Excerpts from a location annotation dataset
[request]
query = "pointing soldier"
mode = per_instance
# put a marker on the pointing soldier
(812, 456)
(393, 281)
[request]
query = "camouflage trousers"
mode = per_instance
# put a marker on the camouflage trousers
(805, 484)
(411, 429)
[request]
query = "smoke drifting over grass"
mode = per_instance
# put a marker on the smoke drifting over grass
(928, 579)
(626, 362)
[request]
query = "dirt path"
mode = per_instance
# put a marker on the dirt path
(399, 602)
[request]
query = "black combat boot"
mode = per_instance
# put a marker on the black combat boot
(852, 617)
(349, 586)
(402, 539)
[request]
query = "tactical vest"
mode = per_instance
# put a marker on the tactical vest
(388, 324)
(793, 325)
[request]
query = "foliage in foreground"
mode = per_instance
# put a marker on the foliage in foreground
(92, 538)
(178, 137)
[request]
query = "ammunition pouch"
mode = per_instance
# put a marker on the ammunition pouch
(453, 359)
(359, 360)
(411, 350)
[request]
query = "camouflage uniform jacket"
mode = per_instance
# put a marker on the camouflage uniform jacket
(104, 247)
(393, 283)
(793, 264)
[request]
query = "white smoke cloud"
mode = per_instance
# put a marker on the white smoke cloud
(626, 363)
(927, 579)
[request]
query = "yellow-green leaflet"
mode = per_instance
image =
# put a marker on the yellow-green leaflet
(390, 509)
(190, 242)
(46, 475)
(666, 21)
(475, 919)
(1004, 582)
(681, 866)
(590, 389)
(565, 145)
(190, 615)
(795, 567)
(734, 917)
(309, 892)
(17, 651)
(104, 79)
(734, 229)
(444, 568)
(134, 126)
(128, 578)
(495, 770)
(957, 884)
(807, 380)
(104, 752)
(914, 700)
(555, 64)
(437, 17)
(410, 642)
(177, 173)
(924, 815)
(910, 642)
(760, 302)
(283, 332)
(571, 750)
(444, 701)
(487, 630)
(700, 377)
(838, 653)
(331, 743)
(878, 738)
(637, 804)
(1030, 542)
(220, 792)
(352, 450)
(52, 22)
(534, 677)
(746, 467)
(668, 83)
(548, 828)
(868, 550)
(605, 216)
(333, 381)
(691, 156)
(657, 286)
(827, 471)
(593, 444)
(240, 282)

Your goal
Print every one of the entries above again, line for line, without changing anything.

Worked solution
[request]
query = "pointing soldier"
mode = per_instance
# put a marker on the pointing soldier
(812, 456)
(393, 281)
[request]
query = "camouflage trousers"
mode = per_instance
# put a marker on the camouflage trousers
(805, 484)
(411, 429)
[request]
query = "smoke drifting over grass"
mode = per_instance
# put a marker on the smoke drifting over grass
(928, 579)
(626, 362)
[request]
query = "dirt path"
mode = per_instance
# put a marker on the dirt path
(399, 602)
[request]
query = "black combat boot"
mode = per_instance
# put a marker on the black combat boot
(852, 617)
(349, 586)
(402, 539)
[request]
query = "tactical vest"
mode = per_instance
# put a marker on the tactical vest
(388, 324)
(793, 325)
[request]
query = "foliage in foreground"
mode = per_instance
# put a marker on the foliage in foreground
(92, 538)
(178, 137)
[request]
query = "ammunition pouch"
mode = per_instance
# put a marker on the ammunition pouch
(453, 359)
(359, 360)
(411, 350)
[request]
query = "camouflage uniform jacket"
mode = per_instance
# put a marker on the camouflage uniform jacket
(104, 247)
(393, 283)
(793, 264)
[request]
query = "white smoke cloud"
mode = per_instance
# put a marker on the white smoke cloud
(626, 363)
(927, 579)
[request]
query = "yellow-green leaflet"
mode = per_instance
image =
# put a marker on the yellow-green leaflet
(390, 509)
(190, 242)
(46, 475)
(666, 21)
(475, 919)
(1004, 582)
(681, 866)
(590, 389)
(565, 145)
(190, 615)
(795, 567)
(734, 917)
(309, 892)
(17, 651)
(104, 79)
(734, 229)
(444, 568)
(134, 126)
(128, 578)
(495, 770)
(957, 884)
(807, 380)
(104, 752)
(914, 700)
(555, 64)
(437, 17)
(410, 642)
(177, 173)
(924, 815)
(910, 642)
(760, 302)
(283, 332)
(571, 750)
(444, 701)
(487, 630)
(700, 377)
(838, 653)
(331, 743)
(878, 738)
(637, 804)
(1030, 542)
(220, 792)
(352, 450)
(52, 22)
(534, 677)
(746, 467)
(668, 83)
(548, 828)
(868, 550)
(605, 216)
(333, 381)
(691, 156)
(657, 286)
(827, 471)
(593, 444)
(240, 282)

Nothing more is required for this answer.